### [What this task involves]
Give back only the lines from the one with "Target — dead standing tree" through the last line of the data, exactly as they appear.

* Begin *

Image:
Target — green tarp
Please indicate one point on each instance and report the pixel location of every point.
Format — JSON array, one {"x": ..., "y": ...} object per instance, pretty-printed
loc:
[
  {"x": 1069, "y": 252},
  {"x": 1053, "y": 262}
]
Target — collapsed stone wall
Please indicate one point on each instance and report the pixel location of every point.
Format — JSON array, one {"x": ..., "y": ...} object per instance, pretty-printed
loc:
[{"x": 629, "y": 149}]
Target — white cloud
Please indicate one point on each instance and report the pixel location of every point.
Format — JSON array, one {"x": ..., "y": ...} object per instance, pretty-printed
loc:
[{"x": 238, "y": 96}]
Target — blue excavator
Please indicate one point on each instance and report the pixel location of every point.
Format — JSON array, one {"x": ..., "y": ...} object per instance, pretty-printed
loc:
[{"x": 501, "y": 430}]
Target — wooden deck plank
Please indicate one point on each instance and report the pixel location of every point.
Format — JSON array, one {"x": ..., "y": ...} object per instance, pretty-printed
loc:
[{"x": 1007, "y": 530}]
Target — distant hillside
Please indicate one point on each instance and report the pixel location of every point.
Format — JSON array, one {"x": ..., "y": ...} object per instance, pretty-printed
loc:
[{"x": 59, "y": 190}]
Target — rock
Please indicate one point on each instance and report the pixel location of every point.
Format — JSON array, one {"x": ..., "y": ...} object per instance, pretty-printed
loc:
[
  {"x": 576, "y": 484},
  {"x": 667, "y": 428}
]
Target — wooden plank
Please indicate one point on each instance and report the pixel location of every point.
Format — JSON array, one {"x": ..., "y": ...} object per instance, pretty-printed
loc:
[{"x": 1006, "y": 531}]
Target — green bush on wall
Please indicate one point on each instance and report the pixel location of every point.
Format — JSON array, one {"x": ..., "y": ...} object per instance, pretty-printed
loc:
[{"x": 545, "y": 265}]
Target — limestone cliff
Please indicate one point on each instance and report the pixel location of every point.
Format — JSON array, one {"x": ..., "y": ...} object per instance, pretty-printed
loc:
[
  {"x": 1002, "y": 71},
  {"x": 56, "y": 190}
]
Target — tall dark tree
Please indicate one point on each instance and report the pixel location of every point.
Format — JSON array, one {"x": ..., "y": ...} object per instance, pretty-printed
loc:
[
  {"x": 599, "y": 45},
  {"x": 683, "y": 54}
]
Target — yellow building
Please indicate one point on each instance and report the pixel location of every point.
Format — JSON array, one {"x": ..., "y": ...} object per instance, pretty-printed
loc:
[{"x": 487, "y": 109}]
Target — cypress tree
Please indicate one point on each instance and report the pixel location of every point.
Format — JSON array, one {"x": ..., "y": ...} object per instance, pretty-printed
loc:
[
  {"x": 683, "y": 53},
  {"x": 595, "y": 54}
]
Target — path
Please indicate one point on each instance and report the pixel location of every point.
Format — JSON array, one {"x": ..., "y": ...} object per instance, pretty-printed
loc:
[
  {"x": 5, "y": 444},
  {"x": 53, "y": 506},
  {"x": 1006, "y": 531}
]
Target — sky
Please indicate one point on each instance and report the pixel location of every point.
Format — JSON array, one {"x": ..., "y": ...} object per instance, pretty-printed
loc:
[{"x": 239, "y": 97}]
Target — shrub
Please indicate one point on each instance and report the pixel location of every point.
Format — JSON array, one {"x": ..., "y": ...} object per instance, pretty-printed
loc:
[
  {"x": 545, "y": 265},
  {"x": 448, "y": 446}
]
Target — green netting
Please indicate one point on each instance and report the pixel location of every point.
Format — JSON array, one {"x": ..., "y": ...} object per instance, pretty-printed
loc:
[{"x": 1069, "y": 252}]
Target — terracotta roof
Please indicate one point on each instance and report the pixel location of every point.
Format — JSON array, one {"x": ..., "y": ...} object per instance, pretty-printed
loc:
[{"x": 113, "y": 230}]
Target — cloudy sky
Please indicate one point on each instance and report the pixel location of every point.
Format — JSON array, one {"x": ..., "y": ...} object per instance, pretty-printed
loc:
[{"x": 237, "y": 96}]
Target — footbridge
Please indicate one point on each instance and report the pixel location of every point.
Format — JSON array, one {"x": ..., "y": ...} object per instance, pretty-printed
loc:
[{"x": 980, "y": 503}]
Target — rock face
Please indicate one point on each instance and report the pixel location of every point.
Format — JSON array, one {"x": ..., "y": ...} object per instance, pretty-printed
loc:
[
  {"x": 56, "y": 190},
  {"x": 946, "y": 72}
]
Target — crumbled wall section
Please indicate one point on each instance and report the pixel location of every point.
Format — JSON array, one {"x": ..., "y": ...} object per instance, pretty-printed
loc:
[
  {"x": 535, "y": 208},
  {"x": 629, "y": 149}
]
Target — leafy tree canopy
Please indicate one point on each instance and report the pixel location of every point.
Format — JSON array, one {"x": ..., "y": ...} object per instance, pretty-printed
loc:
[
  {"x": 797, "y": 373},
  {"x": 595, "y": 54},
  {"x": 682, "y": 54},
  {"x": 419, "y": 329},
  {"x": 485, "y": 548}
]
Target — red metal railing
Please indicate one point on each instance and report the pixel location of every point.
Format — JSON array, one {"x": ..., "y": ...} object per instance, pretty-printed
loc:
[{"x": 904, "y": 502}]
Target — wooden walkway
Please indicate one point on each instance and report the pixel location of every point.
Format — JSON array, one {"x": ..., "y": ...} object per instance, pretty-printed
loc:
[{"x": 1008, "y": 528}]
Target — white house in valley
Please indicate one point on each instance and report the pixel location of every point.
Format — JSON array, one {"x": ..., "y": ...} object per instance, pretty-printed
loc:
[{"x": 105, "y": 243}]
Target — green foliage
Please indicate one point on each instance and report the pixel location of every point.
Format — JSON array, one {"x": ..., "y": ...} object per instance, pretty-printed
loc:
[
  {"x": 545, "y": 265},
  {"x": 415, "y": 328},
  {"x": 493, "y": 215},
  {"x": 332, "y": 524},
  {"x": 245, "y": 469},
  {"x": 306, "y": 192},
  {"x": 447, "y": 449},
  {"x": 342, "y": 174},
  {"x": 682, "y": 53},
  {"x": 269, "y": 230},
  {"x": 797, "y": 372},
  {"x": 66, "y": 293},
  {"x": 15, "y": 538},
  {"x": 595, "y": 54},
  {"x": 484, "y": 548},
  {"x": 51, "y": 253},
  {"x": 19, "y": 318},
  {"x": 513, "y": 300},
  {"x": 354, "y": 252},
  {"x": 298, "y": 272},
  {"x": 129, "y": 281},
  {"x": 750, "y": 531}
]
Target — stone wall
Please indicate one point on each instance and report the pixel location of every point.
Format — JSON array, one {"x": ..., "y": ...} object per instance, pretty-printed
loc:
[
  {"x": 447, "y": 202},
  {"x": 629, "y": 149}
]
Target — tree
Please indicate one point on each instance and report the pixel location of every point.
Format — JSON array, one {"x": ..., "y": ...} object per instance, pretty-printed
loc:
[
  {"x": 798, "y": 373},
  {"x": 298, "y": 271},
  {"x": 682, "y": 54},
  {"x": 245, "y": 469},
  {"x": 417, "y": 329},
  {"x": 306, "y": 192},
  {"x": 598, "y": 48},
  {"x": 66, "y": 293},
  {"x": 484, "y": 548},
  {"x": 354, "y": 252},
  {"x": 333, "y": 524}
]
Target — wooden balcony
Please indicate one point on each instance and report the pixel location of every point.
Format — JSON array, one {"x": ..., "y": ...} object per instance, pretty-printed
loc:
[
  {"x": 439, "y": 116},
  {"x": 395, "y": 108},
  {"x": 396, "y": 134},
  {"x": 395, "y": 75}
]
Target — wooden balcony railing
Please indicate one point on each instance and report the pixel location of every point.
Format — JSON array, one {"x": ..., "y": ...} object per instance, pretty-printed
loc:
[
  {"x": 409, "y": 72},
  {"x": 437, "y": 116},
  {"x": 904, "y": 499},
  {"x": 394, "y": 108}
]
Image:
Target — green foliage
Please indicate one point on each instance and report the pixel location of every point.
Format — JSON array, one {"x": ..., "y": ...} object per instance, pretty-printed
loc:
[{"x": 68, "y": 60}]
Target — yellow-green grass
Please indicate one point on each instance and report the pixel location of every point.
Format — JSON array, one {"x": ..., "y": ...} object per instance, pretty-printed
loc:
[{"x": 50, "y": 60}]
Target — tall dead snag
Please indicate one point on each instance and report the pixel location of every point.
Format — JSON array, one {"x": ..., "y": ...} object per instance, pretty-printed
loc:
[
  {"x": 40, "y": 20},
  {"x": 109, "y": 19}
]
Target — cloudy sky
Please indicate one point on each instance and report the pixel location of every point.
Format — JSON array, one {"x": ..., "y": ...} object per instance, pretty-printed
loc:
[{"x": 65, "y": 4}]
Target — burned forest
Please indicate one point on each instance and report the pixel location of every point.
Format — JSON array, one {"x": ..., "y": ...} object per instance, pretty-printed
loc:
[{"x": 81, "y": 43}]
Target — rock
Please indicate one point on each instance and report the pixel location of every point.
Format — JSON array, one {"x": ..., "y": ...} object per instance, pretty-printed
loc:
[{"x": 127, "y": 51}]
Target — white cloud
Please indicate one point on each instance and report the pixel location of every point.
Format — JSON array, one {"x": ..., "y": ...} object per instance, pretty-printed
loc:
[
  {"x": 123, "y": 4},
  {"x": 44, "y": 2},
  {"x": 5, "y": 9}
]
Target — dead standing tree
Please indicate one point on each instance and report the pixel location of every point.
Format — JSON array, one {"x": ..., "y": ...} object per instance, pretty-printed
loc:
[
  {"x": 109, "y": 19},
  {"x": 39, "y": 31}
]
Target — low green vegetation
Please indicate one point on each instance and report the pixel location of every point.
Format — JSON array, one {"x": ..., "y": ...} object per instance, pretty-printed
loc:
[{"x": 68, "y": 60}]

* End *

### [Output]
Target — dead standing tree
Please indicate one point on each instance and report the pixel location of every point.
Format — JSON array, one {"x": ..., "y": ...} object per instance, pretty-printed
loc:
[
  {"x": 109, "y": 19},
  {"x": 39, "y": 31}
]
Target — low green vegetation
Please indicate one point on each instance and report the pixel location of every point.
Format — JSON array, one {"x": ..., "y": ...} object per instance, pretty-printed
loc:
[{"x": 68, "y": 60}]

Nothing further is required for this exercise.